> [Problem requirements]: In the entries below, find the line with "Where can the rock" and the line with "Where can the stone". Reproduce those two lines and every line between them exactly, and nothing more.

Natural-language object grounding data
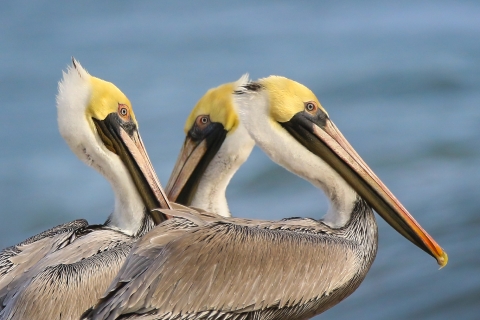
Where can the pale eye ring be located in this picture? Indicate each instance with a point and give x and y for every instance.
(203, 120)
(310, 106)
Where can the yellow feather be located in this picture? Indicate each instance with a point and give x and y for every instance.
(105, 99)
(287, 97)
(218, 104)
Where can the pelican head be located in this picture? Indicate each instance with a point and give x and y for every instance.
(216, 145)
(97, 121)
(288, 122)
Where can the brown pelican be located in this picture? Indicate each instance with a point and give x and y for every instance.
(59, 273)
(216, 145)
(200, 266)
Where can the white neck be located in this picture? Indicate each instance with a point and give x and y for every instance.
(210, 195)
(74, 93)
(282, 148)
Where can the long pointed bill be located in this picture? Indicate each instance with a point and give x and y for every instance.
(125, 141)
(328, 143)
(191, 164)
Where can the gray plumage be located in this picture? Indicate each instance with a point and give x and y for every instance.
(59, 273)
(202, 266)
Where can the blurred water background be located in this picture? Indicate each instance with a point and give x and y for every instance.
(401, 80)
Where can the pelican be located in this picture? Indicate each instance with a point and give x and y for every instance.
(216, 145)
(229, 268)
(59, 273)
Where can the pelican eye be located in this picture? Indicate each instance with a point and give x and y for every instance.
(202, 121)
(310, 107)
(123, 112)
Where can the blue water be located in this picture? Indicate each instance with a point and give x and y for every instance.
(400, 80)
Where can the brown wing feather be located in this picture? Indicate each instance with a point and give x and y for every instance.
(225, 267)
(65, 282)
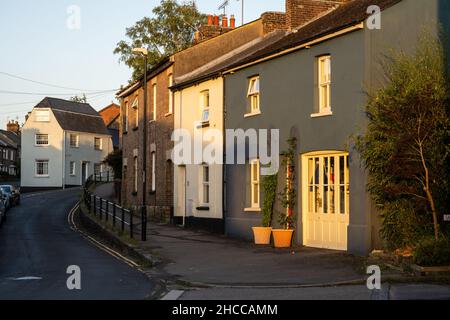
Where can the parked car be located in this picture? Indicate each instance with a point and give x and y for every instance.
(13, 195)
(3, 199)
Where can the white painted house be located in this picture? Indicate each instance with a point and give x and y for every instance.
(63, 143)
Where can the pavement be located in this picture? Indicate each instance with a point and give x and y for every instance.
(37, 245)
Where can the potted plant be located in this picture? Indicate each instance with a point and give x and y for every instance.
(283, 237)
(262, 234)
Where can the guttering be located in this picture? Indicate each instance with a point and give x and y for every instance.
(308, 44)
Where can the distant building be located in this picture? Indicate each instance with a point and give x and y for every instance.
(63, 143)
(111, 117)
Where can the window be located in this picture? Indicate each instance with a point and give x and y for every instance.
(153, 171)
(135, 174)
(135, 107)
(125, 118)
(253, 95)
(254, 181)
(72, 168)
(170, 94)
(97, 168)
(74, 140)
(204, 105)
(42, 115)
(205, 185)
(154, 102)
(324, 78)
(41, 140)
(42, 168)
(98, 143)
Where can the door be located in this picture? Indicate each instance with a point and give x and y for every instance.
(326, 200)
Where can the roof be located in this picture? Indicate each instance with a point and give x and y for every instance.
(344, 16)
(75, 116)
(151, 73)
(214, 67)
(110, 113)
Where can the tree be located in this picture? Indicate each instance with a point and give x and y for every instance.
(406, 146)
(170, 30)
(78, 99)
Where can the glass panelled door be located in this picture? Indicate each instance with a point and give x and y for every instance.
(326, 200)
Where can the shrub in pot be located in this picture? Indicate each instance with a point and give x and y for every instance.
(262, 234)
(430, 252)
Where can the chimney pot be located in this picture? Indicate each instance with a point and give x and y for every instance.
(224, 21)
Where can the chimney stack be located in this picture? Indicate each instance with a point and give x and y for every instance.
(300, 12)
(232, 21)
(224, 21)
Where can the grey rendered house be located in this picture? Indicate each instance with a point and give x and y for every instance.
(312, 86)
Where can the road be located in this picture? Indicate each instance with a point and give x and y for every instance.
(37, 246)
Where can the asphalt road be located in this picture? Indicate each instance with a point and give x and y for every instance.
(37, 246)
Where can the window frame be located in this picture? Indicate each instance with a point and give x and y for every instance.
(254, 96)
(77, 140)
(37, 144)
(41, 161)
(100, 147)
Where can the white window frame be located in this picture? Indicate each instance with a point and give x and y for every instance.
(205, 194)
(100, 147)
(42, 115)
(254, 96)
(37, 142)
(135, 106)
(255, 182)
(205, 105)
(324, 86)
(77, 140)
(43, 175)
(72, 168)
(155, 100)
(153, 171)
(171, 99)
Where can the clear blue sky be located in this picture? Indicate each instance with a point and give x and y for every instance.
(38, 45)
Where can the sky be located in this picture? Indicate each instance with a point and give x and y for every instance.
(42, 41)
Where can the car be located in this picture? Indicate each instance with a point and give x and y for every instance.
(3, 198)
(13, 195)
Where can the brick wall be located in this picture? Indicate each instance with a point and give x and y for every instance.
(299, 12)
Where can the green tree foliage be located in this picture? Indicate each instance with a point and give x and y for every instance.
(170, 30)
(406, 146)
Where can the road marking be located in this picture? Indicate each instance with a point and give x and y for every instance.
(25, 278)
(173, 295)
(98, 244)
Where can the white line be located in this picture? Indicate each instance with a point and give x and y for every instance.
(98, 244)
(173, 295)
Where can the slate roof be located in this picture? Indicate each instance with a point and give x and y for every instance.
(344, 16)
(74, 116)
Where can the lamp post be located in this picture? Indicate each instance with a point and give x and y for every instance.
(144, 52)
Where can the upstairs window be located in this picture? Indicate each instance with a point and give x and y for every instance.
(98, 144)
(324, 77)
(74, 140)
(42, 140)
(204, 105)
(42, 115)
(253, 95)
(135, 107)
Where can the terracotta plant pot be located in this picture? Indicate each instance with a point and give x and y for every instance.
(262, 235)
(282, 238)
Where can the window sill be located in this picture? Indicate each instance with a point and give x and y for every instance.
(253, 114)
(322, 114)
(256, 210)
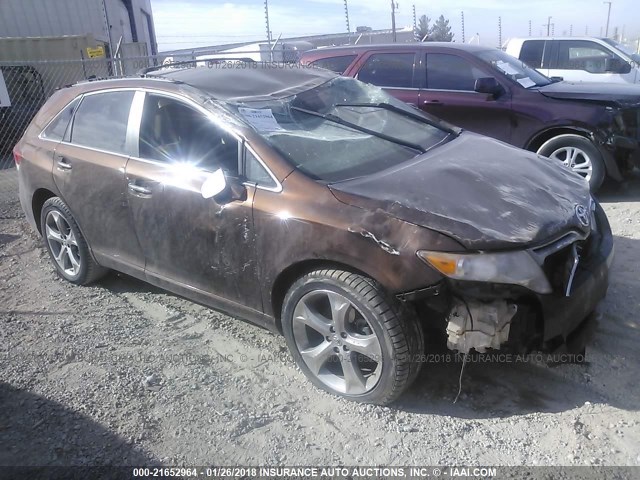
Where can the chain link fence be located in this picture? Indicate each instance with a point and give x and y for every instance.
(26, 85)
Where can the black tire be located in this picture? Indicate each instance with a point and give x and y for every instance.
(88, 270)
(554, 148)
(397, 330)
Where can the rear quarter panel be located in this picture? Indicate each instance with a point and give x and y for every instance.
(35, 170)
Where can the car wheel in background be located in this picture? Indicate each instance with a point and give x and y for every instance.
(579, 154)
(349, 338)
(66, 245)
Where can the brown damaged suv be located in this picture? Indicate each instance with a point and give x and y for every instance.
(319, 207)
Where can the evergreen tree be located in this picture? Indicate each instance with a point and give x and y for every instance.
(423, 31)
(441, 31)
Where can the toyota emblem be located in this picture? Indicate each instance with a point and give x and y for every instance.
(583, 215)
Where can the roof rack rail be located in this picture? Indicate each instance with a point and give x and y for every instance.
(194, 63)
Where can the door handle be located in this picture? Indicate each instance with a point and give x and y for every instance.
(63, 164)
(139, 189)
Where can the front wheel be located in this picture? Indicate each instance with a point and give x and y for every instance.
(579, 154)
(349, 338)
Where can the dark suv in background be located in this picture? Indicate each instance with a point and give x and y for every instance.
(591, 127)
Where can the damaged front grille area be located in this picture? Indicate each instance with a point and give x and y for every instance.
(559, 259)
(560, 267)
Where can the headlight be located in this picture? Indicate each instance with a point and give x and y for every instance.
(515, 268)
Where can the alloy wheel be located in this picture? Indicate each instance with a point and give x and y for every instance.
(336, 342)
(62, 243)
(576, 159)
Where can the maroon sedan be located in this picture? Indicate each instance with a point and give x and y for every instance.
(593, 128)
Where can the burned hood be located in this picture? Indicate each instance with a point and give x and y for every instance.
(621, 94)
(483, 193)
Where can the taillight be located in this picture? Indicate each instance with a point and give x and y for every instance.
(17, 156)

==

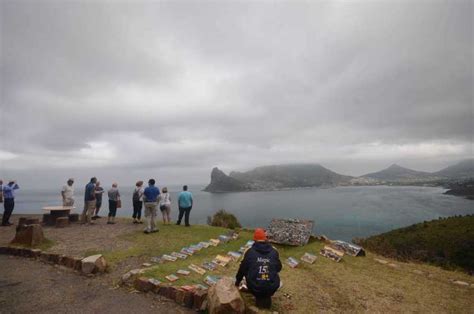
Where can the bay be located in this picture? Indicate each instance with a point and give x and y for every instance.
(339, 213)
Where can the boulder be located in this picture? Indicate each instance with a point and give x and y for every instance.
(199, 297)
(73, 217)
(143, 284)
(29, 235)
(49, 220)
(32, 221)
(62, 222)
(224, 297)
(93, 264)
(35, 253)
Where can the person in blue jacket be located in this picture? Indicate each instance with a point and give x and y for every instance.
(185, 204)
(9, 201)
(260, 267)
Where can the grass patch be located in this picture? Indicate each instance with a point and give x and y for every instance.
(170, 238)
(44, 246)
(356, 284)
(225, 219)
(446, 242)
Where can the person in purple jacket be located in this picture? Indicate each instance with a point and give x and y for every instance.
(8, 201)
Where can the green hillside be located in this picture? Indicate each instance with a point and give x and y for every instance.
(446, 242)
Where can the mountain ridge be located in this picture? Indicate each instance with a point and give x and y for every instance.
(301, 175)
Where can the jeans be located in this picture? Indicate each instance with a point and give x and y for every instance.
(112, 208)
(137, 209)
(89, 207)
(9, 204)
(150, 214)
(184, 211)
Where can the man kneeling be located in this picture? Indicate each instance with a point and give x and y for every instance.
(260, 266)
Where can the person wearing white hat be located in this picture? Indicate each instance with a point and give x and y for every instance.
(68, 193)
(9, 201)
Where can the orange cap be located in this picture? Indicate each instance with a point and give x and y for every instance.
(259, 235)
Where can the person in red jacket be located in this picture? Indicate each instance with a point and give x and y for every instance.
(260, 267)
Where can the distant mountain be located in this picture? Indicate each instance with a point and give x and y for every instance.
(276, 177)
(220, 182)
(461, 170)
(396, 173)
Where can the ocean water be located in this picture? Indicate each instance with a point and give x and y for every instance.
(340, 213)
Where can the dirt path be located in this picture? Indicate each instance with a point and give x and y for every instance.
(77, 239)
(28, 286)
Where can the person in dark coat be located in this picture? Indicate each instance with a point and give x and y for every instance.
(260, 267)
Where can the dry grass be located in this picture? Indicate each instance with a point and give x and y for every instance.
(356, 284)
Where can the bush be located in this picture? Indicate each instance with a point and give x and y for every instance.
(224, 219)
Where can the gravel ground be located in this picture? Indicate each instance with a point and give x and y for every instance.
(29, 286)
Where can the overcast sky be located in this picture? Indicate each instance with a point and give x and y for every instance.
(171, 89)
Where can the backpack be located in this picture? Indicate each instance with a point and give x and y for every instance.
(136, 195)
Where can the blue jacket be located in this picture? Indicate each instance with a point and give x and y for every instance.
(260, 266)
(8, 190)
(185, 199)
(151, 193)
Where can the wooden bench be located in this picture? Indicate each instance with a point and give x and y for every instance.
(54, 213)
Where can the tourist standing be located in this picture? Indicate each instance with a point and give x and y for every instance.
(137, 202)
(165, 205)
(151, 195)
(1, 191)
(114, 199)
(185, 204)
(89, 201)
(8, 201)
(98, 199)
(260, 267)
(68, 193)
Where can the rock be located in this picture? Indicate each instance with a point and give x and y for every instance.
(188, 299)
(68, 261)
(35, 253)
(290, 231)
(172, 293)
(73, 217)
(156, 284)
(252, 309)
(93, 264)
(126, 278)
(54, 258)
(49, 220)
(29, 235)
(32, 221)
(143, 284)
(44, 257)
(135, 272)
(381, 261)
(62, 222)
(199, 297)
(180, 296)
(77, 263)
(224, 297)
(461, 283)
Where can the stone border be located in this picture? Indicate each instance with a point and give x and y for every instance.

> [Output for this task]:
Where can the rock be located in this picture? Indicate each instance with a point and give x and y for every instance.
(188, 299)
(68, 261)
(35, 253)
(290, 231)
(172, 293)
(73, 217)
(156, 284)
(252, 309)
(93, 264)
(126, 278)
(54, 258)
(49, 220)
(29, 235)
(32, 221)
(143, 284)
(44, 257)
(135, 272)
(381, 261)
(62, 222)
(199, 297)
(180, 296)
(77, 263)
(224, 297)
(461, 283)
Where can the stone border be located in this picture? Indicate each instance with a point and give x and y for every instance.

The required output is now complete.